■ TASK BRIEF
Among the lines of data below, reproduce only those from the one with "the elbow, and" through the one with "of the helmet", exactly as they stand, both ends included.

■ RECORDS FOR THIS TASK

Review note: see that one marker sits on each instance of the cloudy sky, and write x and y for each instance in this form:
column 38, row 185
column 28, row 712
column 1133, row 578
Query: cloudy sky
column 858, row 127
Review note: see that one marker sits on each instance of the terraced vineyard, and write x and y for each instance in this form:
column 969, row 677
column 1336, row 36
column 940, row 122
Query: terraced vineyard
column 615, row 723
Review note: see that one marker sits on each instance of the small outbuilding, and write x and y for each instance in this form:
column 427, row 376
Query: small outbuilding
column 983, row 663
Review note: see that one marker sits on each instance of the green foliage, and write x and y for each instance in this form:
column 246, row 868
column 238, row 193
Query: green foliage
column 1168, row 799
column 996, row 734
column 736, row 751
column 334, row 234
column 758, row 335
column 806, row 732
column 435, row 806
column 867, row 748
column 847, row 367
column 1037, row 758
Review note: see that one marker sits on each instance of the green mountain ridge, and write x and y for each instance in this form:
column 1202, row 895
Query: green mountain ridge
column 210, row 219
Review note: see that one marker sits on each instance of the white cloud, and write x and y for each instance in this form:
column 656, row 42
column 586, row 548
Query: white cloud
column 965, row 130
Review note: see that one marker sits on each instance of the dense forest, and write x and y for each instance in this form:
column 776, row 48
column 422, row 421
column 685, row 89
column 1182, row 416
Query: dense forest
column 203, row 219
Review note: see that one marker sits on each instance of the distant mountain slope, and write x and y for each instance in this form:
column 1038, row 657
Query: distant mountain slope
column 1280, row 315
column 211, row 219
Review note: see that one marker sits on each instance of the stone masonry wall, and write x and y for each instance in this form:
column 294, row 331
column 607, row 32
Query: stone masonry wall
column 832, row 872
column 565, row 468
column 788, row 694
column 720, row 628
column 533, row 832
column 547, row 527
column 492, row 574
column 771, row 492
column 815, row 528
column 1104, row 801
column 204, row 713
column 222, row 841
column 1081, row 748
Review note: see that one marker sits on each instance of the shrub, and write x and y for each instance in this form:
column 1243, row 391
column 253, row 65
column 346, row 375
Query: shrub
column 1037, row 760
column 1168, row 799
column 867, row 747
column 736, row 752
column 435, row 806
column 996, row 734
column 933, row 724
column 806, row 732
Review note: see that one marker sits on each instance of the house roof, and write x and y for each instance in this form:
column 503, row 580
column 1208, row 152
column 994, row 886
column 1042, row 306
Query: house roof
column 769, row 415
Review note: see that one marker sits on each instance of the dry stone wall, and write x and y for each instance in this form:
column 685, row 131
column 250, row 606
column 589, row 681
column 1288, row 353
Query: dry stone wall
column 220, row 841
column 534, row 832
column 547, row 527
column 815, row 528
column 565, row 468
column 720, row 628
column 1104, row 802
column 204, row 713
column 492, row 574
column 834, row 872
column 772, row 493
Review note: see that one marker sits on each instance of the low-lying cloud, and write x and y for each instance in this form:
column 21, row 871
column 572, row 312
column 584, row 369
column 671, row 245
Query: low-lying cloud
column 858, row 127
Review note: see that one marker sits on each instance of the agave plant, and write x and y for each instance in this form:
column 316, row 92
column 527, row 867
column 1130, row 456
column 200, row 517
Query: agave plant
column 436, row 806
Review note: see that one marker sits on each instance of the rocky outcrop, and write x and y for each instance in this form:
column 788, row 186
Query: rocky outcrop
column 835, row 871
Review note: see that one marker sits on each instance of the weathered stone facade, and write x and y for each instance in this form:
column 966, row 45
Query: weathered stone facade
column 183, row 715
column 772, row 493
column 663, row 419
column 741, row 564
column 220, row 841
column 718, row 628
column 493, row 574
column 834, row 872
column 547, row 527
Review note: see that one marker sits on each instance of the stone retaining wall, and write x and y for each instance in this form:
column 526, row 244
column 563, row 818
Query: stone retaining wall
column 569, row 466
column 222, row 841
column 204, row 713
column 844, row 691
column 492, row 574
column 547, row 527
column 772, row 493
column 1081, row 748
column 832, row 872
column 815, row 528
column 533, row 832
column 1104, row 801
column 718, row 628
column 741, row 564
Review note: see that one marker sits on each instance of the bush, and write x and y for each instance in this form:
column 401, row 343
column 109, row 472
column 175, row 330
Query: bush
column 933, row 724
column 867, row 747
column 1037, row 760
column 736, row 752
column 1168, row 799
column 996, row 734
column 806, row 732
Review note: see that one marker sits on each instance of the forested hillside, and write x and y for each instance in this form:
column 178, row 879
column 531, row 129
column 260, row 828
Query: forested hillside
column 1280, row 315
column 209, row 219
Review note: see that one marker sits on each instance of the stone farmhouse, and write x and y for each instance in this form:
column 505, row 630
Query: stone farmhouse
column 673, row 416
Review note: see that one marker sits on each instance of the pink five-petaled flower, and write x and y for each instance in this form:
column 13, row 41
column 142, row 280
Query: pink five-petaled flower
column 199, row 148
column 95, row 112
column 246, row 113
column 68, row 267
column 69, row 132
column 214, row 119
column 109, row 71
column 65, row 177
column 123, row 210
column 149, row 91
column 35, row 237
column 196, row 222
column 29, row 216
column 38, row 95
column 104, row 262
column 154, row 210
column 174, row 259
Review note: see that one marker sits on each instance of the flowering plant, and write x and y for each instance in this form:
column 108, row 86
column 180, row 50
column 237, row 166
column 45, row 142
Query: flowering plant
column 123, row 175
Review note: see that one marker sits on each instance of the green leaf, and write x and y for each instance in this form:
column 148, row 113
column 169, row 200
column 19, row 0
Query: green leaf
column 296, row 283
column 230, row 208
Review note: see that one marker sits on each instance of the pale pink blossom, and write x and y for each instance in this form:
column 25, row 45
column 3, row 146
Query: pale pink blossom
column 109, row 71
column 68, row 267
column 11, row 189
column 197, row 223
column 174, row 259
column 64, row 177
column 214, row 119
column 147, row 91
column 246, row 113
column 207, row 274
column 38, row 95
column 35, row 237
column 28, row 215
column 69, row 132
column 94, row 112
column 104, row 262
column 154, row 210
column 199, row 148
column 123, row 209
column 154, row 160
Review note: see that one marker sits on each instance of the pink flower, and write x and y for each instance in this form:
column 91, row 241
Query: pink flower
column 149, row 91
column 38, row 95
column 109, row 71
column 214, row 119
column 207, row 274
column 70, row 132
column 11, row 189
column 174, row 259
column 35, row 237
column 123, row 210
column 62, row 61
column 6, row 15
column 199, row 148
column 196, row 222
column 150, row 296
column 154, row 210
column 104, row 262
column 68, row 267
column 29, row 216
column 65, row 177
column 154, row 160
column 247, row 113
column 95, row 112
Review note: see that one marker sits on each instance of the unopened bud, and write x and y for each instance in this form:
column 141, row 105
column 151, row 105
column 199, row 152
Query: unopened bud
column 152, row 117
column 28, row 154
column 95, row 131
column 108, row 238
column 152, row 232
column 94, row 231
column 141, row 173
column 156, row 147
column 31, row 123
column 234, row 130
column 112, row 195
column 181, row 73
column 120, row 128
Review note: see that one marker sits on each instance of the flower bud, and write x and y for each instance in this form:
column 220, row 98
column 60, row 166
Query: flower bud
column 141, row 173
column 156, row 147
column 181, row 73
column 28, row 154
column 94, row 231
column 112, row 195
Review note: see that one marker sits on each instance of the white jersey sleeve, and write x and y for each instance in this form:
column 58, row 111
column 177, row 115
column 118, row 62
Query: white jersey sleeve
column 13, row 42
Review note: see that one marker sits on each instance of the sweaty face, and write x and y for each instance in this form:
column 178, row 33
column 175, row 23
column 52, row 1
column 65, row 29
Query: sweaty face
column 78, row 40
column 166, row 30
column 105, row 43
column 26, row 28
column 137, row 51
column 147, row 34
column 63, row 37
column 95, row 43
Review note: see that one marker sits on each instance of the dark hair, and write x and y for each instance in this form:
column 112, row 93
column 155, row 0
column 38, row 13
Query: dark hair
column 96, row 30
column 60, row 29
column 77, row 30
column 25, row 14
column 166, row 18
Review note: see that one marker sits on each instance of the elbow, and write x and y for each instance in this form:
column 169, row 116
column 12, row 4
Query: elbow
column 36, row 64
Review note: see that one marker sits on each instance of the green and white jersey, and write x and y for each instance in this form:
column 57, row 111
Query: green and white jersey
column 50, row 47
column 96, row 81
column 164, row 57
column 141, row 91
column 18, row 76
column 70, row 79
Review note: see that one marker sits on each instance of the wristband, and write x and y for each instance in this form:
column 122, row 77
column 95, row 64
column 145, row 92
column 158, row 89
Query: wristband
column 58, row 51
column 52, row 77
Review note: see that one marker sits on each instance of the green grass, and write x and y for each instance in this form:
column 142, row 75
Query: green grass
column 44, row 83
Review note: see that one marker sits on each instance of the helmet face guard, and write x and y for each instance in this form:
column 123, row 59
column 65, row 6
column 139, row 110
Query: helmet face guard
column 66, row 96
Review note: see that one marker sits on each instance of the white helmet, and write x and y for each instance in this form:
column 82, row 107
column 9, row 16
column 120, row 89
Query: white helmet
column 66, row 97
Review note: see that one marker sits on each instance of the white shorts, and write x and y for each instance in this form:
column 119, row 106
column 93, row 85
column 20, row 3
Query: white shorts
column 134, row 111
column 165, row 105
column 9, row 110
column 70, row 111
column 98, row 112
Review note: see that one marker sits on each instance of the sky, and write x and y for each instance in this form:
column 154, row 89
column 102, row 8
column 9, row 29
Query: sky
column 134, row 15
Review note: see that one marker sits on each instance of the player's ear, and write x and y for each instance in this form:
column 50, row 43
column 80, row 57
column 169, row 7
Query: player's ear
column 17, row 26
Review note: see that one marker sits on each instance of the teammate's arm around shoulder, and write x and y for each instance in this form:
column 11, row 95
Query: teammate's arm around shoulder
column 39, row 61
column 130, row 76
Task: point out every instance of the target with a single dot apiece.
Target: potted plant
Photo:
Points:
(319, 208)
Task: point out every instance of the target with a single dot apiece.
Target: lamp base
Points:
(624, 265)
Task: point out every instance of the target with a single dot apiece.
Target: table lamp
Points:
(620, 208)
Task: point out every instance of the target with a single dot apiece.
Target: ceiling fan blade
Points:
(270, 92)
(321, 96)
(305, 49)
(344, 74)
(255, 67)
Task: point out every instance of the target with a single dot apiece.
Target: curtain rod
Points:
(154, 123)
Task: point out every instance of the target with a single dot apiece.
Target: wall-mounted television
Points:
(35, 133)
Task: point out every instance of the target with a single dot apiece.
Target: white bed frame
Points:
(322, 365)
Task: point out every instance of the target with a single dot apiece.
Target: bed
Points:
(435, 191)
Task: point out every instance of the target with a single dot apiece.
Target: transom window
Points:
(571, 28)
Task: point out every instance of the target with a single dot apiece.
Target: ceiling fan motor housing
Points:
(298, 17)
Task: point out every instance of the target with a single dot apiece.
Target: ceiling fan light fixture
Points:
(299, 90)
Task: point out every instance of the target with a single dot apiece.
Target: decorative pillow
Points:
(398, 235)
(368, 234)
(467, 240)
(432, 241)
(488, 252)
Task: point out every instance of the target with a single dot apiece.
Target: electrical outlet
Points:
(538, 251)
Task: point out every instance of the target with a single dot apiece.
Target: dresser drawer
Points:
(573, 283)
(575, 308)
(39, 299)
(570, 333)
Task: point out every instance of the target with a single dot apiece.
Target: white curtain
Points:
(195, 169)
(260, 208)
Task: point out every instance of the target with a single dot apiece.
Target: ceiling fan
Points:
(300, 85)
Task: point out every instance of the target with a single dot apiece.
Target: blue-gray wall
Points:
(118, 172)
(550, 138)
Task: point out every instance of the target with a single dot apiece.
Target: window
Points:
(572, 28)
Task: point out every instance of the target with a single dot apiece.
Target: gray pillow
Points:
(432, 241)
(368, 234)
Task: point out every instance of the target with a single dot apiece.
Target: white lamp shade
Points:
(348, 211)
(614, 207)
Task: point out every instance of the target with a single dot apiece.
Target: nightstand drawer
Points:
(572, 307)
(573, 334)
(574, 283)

■ EXPECTED OUTPUT
Review note: see that one marker sits on each instance of the elbow, and write x and y for each instance in this form:
column 169, row 116
column 12, row 4
Query: elbow
column 36, row 64
Review note: see that one marker sits on each instance of the green and white jersey, and write x and y for each instance in this form:
column 57, row 111
Query: green and white jersey
column 50, row 47
column 96, row 81
column 164, row 57
column 141, row 91
column 18, row 76
column 70, row 79
Review note: see that one marker sits on each instance of the wristband, and write x and y for each instance in this form:
column 122, row 77
column 95, row 64
column 145, row 92
column 158, row 89
Query: wristband
column 58, row 51
column 52, row 77
Review note: see that one marker sits on each instance of the green grass, and write x and y for each instance in this form:
column 142, row 75
Query: green grass
column 44, row 83
Review note: see that one marker sits on each instance of the helmet face guard, and write x and y for each instance in this form:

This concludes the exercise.